■ What you should do:
Output each entry exactly; skip nothing.

■ Data records:
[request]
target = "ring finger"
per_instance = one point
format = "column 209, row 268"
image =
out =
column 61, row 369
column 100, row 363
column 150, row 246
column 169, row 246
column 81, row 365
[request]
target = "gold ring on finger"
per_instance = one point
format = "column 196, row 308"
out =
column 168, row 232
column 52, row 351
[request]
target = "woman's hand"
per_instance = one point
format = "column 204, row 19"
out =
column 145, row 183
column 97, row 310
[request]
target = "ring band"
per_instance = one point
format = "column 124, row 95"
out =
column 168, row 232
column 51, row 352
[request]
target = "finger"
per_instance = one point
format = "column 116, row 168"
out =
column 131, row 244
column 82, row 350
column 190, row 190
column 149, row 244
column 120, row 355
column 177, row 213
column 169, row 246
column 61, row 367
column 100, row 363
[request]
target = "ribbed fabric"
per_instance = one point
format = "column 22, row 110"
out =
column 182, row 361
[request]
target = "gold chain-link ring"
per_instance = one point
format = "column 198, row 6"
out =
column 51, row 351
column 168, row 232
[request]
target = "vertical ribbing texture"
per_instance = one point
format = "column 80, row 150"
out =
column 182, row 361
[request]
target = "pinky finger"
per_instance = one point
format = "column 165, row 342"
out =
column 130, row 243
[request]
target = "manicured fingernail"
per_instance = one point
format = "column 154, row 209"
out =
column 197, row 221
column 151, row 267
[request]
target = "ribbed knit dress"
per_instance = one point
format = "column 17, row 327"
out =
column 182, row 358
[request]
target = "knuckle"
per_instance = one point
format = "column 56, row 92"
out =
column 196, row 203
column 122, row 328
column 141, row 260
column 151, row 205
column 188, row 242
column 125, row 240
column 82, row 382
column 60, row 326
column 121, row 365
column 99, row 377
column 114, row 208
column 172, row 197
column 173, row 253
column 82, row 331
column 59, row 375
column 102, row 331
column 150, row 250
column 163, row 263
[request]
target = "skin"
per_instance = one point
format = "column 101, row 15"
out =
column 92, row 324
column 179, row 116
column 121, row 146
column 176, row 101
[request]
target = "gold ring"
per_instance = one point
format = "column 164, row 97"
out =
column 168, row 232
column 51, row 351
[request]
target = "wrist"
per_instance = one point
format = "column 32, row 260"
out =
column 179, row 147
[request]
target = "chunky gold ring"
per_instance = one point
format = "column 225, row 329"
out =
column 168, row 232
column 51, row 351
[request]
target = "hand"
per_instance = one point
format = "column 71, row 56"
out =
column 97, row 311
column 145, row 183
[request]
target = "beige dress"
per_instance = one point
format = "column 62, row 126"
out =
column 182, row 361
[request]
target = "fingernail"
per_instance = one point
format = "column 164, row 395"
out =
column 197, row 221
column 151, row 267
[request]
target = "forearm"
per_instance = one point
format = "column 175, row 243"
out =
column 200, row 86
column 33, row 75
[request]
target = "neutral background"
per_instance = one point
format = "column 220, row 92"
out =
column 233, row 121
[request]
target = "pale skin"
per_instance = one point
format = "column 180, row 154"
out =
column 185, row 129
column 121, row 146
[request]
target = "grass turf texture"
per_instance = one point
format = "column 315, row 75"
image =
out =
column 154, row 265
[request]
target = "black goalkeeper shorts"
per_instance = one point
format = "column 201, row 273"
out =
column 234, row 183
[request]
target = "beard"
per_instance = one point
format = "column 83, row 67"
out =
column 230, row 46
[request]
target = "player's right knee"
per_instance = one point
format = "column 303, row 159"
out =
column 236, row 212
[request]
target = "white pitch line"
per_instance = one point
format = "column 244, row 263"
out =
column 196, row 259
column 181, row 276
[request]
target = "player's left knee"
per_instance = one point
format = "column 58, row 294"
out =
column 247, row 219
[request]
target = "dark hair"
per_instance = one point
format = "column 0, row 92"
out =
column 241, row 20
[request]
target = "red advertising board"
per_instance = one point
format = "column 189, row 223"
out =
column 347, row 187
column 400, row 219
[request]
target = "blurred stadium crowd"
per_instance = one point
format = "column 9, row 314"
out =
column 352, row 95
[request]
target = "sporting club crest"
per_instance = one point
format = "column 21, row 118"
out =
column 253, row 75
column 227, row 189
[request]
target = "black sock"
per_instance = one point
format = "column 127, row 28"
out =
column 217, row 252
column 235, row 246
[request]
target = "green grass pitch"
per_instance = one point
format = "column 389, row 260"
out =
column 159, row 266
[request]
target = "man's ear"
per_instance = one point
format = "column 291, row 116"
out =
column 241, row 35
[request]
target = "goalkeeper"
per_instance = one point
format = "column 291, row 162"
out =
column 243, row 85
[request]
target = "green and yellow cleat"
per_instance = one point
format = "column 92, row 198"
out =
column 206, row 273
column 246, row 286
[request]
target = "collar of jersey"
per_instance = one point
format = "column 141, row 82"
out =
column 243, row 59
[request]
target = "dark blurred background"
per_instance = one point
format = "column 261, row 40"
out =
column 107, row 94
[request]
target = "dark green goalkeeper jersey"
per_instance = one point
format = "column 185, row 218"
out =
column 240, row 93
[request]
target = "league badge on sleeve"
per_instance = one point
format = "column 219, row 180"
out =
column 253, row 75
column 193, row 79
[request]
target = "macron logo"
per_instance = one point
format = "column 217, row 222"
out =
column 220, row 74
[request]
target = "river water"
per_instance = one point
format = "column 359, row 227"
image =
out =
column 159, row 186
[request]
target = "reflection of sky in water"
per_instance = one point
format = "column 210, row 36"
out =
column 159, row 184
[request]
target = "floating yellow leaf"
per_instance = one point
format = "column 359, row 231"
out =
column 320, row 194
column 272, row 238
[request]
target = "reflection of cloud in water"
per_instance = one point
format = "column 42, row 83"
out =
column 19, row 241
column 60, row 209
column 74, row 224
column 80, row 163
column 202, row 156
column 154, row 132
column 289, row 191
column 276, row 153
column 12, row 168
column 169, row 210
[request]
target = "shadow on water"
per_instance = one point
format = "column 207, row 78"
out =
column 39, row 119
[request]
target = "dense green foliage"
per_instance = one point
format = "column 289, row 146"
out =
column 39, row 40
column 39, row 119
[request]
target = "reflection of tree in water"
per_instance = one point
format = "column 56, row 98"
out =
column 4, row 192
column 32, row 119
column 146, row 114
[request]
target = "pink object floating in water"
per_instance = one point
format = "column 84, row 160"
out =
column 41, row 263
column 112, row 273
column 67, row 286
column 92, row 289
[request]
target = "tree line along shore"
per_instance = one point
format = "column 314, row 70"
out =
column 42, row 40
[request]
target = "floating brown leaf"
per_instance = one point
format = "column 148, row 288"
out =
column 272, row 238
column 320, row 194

■ Exercise output:
[request]
target = "ring finger"
per_instance = one point
format = "column 209, row 268"
image =
out =
column 61, row 369
column 100, row 363
column 150, row 246
column 169, row 246
column 81, row 365
[request]
target = "gold ring on finger"
per_instance = one point
format = "column 196, row 308"
out =
column 168, row 232
column 52, row 351
[request]
target = "woman's hand"
per_instance = one point
format = "column 204, row 19"
out =
column 145, row 183
column 97, row 310
[request]
target = "ring band"
per_instance = one point
format = "column 124, row 95"
out =
column 168, row 232
column 51, row 352
[request]
target = "finger"
per_instance = one point
format = "column 116, row 168"
out =
column 131, row 244
column 82, row 350
column 190, row 190
column 149, row 244
column 120, row 355
column 177, row 213
column 169, row 246
column 61, row 367
column 100, row 363
[request]
target = "ribbed fabric"
per_instance = one point
format = "column 22, row 110"
out =
column 182, row 361
[request]
target = "gold chain-link ring"
per_instance = one point
format = "column 198, row 6"
out =
column 51, row 351
column 168, row 232
[request]
target = "vertical ribbing texture"
per_instance = one point
format = "column 80, row 150"
out =
column 182, row 361
[request]
target = "pinky finger"
per_instance = one point
format = "column 165, row 342"
out =
column 130, row 243
[request]
target = "manicured fingernail"
per_instance = one point
format = "column 154, row 209"
out =
column 197, row 221
column 151, row 267
[request]
target = "ribbed knit dress"
per_instance = one point
format = "column 17, row 327"
out =
column 182, row 358
[request]
target = "knuckle"
per_instance = one point
format = "column 56, row 92"
out =
column 196, row 203
column 122, row 328
column 141, row 260
column 151, row 205
column 188, row 242
column 125, row 240
column 82, row 382
column 60, row 326
column 121, row 365
column 99, row 377
column 114, row 208
column 172, row 197
column 173, row 253
column 82, row 331
column 59, row 375
column 102, row 331
column 150, row 250
column 163, row 263
[request]
target = "skin"
per_instance = one point
format = "column 101, row 15"
out =
column 92, row 324
column 179, row 116
column 121, row 146
column 176, row 101
[request]
target = "gold ring"
per_instance = one point
format = "column 164, row 97"
out =
column 168, row 232
column 51, row 351
[request]
target = "wrist"
per_instance = one point
format = "column 32, row 260"
out =
column 179, row 147
[request]
target = "chunky gold ring"
per_instance = one point
format = "column 225, row 329"
out =
column 168, row 232
column 51, row 351
[request]
target = "hand"
per_instance = one point
format = "column 71, row 56"
out =
column 97, row 311
column 145, row 183
[request]
target = "beige dress"
per_instance = one point
format = "column 62, row 126"
out =
column 182, row 361
[request]
target = "fingernail"
per_instance = one point
format = "column 164, row 395"
out =
column 197, row 221
column 151, row 267
[request]
target = "forearm"
per_instance = one point
format = "column 175, row 243"
out =
column 200, row 86
column 33, row 75
[request]
target = "neutral background"
per_instance = one point
format = "column 220, row 92"
out =
column 233, row 121
[request]
target = "pale skin"
per_instance = one point
format = "column 180, row 154"
out =
column 185, row 129
column 121, row 146
[request]
target = "grass turf texture"
per_instance = one point
format = "column 315, row 75"
image =
out =
column 154, row 265
[request]
target = "black goalkeeper shorts"
per_instance = one point
format = "column 201, row 273"
out =
column 234, row 183
[request]
target = "beard"
per_instance = one point
format = "column 83, row 67"
out =
column 230, row 46
[request]
target = "player's right knee"
per_instance = one point
format = "column 303, row 159"
out =
column 236, row 212
[request]
target = "white pitch line"
per_instance = one point
format = "column 244, row 263"
out =
column 196, row 259
column 181, row 276
[request]
target = "player's left knee"
per_instance = one point
format = "column 58, row 294"
out =
column 247, row 219
[request]
target = "dark hair"
per_instance = one point
format = "column 0, row 92"
out =
column 241, row 20
[request]
target = "red advertising board"
per_instance = one point
format = "column 189, row 223"
out =
column 347, row 187
column 400, row 219
[request]
target = "blurred stadium crowd"
per_instance = one point
format = "column 9, row 314"
out =
column 352, row 95
[request]
target = "sporting club crest"
per_instance = one point
format = "column 21, row 118"
out =
column 253, row 75
column 227, row 189
[request]
target = "black sock"
per_instance = one point
format = "column 127, row 28"
out =
column 217, row 252
column 235, row 246
[request]
target = "green grass pitch"
per_instance = one point
format = "column 389, row 260"
out =
column 159, row 266
[request]
target = "man's ear"
per_instance = one point
format = "column 291, row 116"
out =
column 241, row 35
[request]
target = "goalkeeper"
per_instance = one point
format = "column 291, row 162"
out =
column 243, row 85
[request]
target = "green and yellow cleat"
per_instance = one point
format = "column 92, row 198"
out =
column 206, row 273
column 246, row 286
[request]
target = "collar of jersey"
per_instance = one point
format = "column 141, row 82"
out =
column 243, row 59
[request]
target = "dark blurred background"
per_instance = one point
format = "column 261, row 40"
out =
column 107, row 94
[request]
target = "dark green goalkeeper jersey"
per_instance = one point
format = "column 185, row 218"
out =
column 240, row 93
[request]
target = "league badge on sleeve"
per_instance = one point
format = "column 219, row 180"
out =
column 253, row 75
column 193, row 79
[request]
target = "macron logo"
per_instance = one point
format = "column 217, row 222"
out =
column 220, row 74
[request]
target = "river water"
per_instance = one point
format = "column 359, row 227"
image =
out =
column 159, row 186
[request]
target = "reflection of sky in water"
per_instance = one point
format = "column 210, row 36"
out =
column 159, row 184
[request]
target = "floating yellow leaf"
per_instance = one point
format = "column 359, row 231"
out =
column 320, row 194
column 272, row 238
[request]
target = "reflection of cloud in water"
per_instance = one point
format = "column 42, row 83"
out =
column 19, row 241
column 60, row 209
column 74, row 224
column 80, row 163
column 202, row 156
column 154, row 132
column 289, row 191
column 276, row 153
column 12, row 168
column 169, row 210
[request]
target = "shadow on water"
per_instance = one point
format = "column 207, row 78"
out =
column 39, row 119
[request]
target = "dense green foliage"
per_instance = one point
format = "column 289, row 146"
out =
column 39, row 40
column 39, row 119
[request]
target = "reflection of tree in water"
per_instance = one point
format = "column 56, row 98"
out =
column 4, row 192
column 32, row 119
column 146, row 114
[request]
target = "pink object floating in water"
per_instance = one point
format = "column 84, row 160"
out =
column 41, row 263
column 112, row 273
column 67, row 286
column 92, row 289
[request]
target = "tree line along shore"
per_instance = one point
format = "column 314, row 70"
out =
column 42, row 40
[request]
target = "floating brown leaf"
per_instance = one point
format = "column 148, row 288"
out =
column 272, row 238
column 320, row 194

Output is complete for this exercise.